◆ Entries for pointing and labeling ◆
==========

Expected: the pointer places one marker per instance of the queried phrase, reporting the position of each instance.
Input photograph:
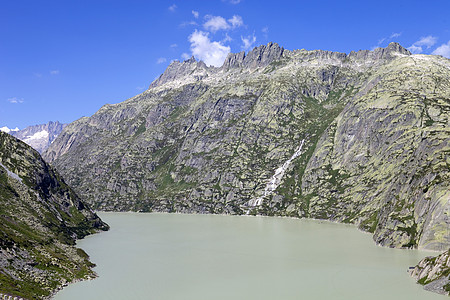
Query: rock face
(434, 273)
(39, 136)
(373, 125)
(40, 217)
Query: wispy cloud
(426, 41)
(395, 35)
(247, 42)
(185, 56)
(211, 52)
(387, 39)
(188, 23)
(265, 32)
(443, 50)
(161, 60)
(216, 23)
(415, 49)
(236, 21)
(15, 100)
(173, 7)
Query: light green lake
(173, 256)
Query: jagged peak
(177, 69)
(391, 51)
(260, 56)
(263, 55)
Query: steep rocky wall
(209, 140)
(434, 273)
(40, 218)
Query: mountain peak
(260, 56)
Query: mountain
(40, 217)
(357, 138)
(37, 136)
(8, 130)
(434, 273)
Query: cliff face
(39, 137)
(360, 138)
(434, 273)
(41, 217)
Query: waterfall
(275, 180)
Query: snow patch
(10, 173)
(37, 136)
(275, 180)
(7, 130)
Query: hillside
(41, 217)
(39, 137)
(357, 138)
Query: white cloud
(236, 21)
(184, 24)
(185, 56)
(443, 50)
(215, 23)
(415, 49)
(15, 100)
(161, 60)
(426, 41)
(248, 42)
(265, 32)
(212, 53)
(395, 35)
(227, 38)
(173, 7)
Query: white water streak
(275, 180)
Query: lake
(175, 256)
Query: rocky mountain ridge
(374, 129)
(41, 217)
(434, 273)
(38, 137)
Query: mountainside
(434, 273)
(360, 138)
(40, 219)
(38, 136)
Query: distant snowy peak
(37, 136)
(8, 130)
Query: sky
(62, 60)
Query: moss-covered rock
(40, 219)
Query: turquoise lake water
(173, 256)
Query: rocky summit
(357, 138)
(41, 217)
(38, 136)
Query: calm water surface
(172, 256)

==========

◆ DIRECTIONS ◆
Print every item above word for word, leaving out the picture.

◆ THE REPLY ◆
Expected: the pointer places one marker per instance of the queried phrase, reporting the position of each instance.
Input photograph:
Query: rock face
(434, 273)
(39, 136)
(373, 125)
(40, 217)
Query: wispy cloud
(426, 41)
(395, 35)
(247, 42)
(185, 56)
(211, 52)
(387, 39)
(188, 23)
(265, 32)
(443, 50)
(161, 60)
(216, 23)
(415, 49)
(236, 21)
(15, 100)
(173, 7)
Query: light green lake
(173, 256)
Query: jagged peak
(177, 69)
(391, 51)
(260, 56)
(263, 55)
Query: steep rocky wall
(209, 140)
(434, 273)
(40, 218)
Query: mountain peak
(260, 56)
Query: mountain
(40, 217)
(357, 138)
(37, 136)
(8, 130)
(434, 273)
Query: cliff face
(39, 137)
(360, 138)
(434, 273)
(41, 217)
Query: waterfall
(275, 180)
Query: snow patch
(10, 173)
(37, 136)
(275, 180)
(7, 130)
Query: hillside
(41, 217)
(39, 137)
(357, 138)
Query: white cloud
(236, 21)
(184, 24)
(185, 56)
(443, 50)
(215, 23)
(415, 49)
(15, 100)
(161, 60)
(426, 41)
(248, 42)
(265, 32)
(212, 53)
(395, 35)
(227, 38)
(173, 7)
Query: white water streak
(275, 180)
Query: lake
(175, 256)
Query: rocky mountain ridge
(374, 129)
(41, 217)
(434, 273)
(38, 137)
Query: mountainside
(434, 273)
(360, 138)
(40, 219)
(38, 136)
Query: distant snowy peak
(37, 136)
(8, 130)
Query: sky
(62, 60)
Query: moss-covered rock
(40, 219)
Query: turquoise lake water
(173, 256)
Query: rocky summit
(357, 138)
(41, 217)
(38, 136)
Query: calm water surface
(172, 256)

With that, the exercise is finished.